▶ [TASK 1]: From the page on the SGA file format, list every format it says is supported for data upload.
▶ [TASK 2]: Carry on the page on the SGA file format from the point where it ends.

The ChIP-Seq programs use SGA (Simple Genome Annotation) files as INPUT and OUTPUT. SGA files are used to represent ChIP-Seq data as well as other genome annotations such as the location of TSSs or matches to consensus sequences.
SGA is a single-line-oriented and tab-delimited format with the following five
required fields:
Any number of additional fields may be added containing application-specific information.
Here are some example records:
|
Chip-seq programs require SGA files to be sorted by chromosome name, position and strand.
As a rule of thumb, use the following UNIX command to sort SGA files:
setenv LANG C; sort -s -k1,1 -k3,3n -k4,4
or in Bash environment:export LANG=C; sort -s -k1,1 -k3,3n -k4,4
Tag counts for a particular chromosome/position/strand combination may be distributed over several lines. For instance:NC_000001.9 stim 559778 + 2Could be represented by two lines:
NC_000001.9 stim 559778 + 1 NC_000001.9 stim 559778 + 1
SGA is a generic format that can be used for representation of other experimental data as well as genome annotations. The ChIP-Seq server offers a rich collection of public data sets from ladmark experiments, which have been widely used by the bioinformatics community for benchmarking and testing new algorithms. These collections include mass genome annotation data such as CAGE and DBTSS, or even non-experimental annotations such as cross-genome conservation scores.
The SGA format differs in one very important aspect from similar formats such as BED or GFF. It is required to be sorted by genome positions. The fact that ChIP-Seq programs operate on sorted input files enables them to generate results in one sweep through the genome. We support data upload in SGA, FPS, BED, GFF and BAM formats. FPS is the specific format used by the Signal Search Analysis server, a motif discovery platform developed by our group. Both the ChIP-Seq and Signal Search Analysis servers use RefSeq IDs including version numbers for internal representation (Figure 1).
In a data analysis pipeline, the SGA file is typically generated from a variety of richer formats, such as the Solexa genome mapping files, BED (Browser Extensible Data) files, GFF (Generic Feature Format) or BAM (Binary Alignment/Map) files.
It is also interconvertible with the FPS (Functional Position Set) format used by our Signal Search Analysis programs (SSA).
SGA may also be converted on output into other formats, in particular BED or WIG (Wiggle Track Format) formats for data visualization, and FPS for sequence extraction.
We will describe the FPS format herein. We will first focus on GFF and BED/WIG conversion rules.
SGA files typically represent a list of sequences reads from ChIP-Seq experiments that have been mapped to a reference genome.

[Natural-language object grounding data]

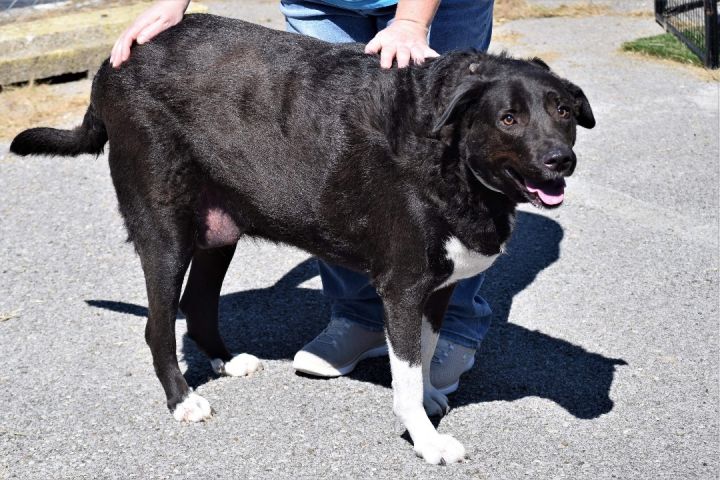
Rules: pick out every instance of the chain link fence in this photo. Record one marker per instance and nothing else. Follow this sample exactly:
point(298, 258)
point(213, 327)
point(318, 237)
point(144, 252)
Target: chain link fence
point(695, 23)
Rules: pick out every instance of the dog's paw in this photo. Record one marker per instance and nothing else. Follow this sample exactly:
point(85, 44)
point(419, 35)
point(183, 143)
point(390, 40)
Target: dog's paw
point(240, 365)
point(440, 450)
point(193, 409)
point(435, 402)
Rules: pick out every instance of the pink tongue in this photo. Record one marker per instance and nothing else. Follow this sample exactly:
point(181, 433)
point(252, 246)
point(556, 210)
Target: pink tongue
point(549, 194)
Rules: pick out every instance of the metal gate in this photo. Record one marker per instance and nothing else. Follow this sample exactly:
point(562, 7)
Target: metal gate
point(695, 23)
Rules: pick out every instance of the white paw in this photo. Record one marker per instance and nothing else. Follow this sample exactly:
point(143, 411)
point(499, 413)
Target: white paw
point(193, 409)
point(440, 449)
point(435, 402)
point(240, 365)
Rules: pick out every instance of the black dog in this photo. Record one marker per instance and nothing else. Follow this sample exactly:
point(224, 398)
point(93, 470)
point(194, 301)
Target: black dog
point(219, 128)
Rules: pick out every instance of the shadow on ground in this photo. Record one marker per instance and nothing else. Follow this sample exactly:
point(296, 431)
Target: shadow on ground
point(513, 362)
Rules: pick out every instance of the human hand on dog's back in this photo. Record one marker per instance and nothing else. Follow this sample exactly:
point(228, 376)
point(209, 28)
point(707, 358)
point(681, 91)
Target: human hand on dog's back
point(159, 17)
point(406, 37)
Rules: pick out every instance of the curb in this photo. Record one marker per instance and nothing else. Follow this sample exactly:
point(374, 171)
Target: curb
point(65, 43)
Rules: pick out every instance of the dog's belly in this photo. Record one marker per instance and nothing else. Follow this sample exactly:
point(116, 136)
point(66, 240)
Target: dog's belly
point(466, 262)
point(218, 229)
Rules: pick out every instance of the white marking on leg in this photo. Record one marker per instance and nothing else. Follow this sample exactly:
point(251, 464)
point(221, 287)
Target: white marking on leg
point(466, 262)
point(407, 404)
point(240, 365)
point(193, 409)
point(434, 401)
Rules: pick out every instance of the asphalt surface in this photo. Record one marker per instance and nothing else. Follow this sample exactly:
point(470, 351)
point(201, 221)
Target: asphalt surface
point(602, 361)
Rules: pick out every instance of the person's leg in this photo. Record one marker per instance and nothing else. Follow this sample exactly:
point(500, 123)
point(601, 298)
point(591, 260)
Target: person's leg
point(355, 330)
point(461, 24)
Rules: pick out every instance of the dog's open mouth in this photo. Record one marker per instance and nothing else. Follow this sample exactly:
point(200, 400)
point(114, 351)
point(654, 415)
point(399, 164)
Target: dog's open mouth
point(546, 193)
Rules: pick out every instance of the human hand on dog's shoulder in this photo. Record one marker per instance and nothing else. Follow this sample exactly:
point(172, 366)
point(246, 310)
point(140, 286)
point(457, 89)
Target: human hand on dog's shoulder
point(159, 17)
point(406, 37)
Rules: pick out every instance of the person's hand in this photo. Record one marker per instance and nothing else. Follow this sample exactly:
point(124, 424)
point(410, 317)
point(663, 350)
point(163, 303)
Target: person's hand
point(161, 16)
point(403, 40)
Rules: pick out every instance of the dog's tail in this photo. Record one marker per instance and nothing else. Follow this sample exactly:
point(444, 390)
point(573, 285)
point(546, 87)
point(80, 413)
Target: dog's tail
point(89, 137)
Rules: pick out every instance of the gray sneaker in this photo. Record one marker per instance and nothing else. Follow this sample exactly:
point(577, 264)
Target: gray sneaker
point(339, 348)
point(449, 362)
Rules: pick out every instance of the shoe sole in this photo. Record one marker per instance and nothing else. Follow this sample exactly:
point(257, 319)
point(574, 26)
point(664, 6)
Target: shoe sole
point(344, 370)
point(452, 388)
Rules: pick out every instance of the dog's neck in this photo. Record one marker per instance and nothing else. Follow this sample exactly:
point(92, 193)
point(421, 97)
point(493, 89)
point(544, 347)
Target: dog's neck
point(480, 217)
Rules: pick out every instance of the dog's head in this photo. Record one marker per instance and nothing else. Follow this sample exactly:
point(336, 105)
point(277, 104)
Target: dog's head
point(514, 123)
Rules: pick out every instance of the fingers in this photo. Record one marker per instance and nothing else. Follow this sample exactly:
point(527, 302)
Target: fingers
point(403, 55)
point(373, 46)
point(403, 42)
point(121, 49)
point(149, 32)
point(387, 54)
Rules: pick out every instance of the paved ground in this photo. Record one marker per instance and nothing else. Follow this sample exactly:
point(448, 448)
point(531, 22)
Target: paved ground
point(602, 361)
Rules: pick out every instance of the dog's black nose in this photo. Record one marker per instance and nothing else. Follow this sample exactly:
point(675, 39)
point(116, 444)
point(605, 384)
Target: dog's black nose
point(560, 161)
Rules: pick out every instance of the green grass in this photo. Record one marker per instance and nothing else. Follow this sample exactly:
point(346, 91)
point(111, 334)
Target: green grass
point(663, 46)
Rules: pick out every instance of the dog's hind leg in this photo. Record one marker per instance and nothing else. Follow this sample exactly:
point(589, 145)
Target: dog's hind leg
point(200, 305)
point(404, 313)
point(165, 249)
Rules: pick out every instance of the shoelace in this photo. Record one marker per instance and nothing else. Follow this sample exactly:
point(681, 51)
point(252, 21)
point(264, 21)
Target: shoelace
point(335, 329)
point(444, 352)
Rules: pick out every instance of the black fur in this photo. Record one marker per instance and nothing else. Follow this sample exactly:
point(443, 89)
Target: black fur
point(220, 128)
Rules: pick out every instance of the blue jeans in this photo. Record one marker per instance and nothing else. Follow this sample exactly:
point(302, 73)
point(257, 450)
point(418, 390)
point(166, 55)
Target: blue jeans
point(458, 24)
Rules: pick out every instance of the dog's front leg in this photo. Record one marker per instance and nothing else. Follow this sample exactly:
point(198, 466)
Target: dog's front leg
point(404, 334)
point(435, 402)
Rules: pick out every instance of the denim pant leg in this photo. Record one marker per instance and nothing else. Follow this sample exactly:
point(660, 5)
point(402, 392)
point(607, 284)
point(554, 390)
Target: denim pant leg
point(458, 24)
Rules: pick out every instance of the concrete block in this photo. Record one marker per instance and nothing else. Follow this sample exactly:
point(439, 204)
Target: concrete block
point(69, 42)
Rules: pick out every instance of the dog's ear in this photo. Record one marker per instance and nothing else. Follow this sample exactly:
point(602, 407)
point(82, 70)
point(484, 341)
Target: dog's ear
point(583, 112)
point(463, 95)
point(540, 63)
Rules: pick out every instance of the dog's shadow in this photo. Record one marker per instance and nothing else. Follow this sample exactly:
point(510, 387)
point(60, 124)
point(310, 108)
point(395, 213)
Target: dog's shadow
point(513, 362)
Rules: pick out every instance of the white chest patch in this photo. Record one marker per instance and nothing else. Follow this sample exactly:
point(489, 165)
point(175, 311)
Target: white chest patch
point(466, 263)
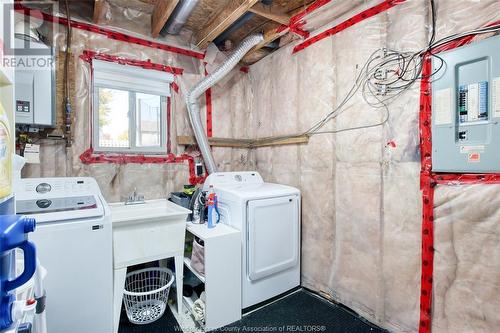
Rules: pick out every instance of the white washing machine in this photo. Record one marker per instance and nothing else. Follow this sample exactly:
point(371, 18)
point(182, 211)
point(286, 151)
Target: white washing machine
point(268, 216)
point(73, 239)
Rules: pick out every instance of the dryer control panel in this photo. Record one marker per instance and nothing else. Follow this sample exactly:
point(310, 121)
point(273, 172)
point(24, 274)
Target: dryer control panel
point(232, 178)
point(466, 108)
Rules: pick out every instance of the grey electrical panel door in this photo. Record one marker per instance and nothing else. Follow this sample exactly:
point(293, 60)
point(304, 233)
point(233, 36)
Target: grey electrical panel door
point(466, 109)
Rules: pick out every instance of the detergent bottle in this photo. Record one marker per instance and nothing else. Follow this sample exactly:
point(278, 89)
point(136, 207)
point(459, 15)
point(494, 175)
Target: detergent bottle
point(13, 235)
point(5, 155)
point(213, 209)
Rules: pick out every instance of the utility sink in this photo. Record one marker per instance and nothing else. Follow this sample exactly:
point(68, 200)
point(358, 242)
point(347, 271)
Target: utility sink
point(145, 232)
point(146, 212)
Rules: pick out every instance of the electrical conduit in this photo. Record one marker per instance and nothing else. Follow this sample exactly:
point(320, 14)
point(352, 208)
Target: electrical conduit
point(207, 82)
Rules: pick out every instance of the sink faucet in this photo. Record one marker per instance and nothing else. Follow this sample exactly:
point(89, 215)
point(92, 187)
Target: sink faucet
point(134, 198)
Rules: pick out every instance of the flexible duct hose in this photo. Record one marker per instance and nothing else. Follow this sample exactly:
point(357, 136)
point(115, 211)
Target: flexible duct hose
point(207, 82)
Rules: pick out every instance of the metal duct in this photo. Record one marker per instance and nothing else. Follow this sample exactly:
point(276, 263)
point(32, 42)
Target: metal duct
point(207, 82)
point(179, 17)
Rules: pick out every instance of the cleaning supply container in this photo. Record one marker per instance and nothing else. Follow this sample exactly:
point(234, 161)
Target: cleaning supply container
point(146, 294)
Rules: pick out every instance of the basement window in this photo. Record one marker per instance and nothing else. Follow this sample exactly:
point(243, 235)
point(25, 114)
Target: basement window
point(129, 111)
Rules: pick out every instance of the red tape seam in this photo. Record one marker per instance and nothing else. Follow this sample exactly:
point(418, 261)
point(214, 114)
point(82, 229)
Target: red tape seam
point(429, 179)
point(348, 23)
point(110, 33)
point(90, 157)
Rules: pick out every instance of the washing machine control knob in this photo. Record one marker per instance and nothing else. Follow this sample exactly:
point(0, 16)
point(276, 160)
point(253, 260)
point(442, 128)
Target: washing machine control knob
point(43, 188)
point(43, 203)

▶ [EXERCISE ANSWER 1]: SGA, FPS, BED, GFF, BAM

▶ [EXERCISE ANSWER 2]:
Column 1 is the sequence identifier or the chromosome access number. In all server-resident SGA files we use versioned 'NC_' accession numbers which identify primary entries in NCBI's nucleotide databases.
This is not a requirement. You upload sga files with chromosome names as identifiers. However, you will not be able to jointly analyze your data with the server-resident files. Moreover, our programs for sequence retrieval and sequence analysis only recognize 'NC_' or 'NT_' reference identifiers as well as some EMBL/Genbank identifiers.
Column 2 is the feature name of the genomic feature currently represented by the SGA file. Feature names may contain any characters, but must avoid tabs and whitespaces.
Chip-Seq data from different experiments can be merged into one SGA file, using the feature name as an identifier for the source experiment.
Column 3 is the start coordinate of the feature (or tag sequence), in 1-based integer coordnates.
Colum 4 is the strand of the feature: + for positive strand (relative to the landmark), - for minus strand, and 0 for features that are not stranded.
Colum 5 is the count of the feature, an integer number indicating the number of sequence tags that have been mapped to the current position. The position always corresponds to the first base (5'end) of the sequence tag
regardless of the orientation.
Additional fields can be used for different purposes. It could be a list of feature attributes in the format tag=value as well as comments. Spaces are allowed in this field as well as tabs, whereas spaces are not allowed in the feature field.
Sequence regions can be defined by pairs of lines with the same feature name but opposite orientations ('+' followed by '-').
For SGA to GFF conversion we comply with version 3 format (GFF3).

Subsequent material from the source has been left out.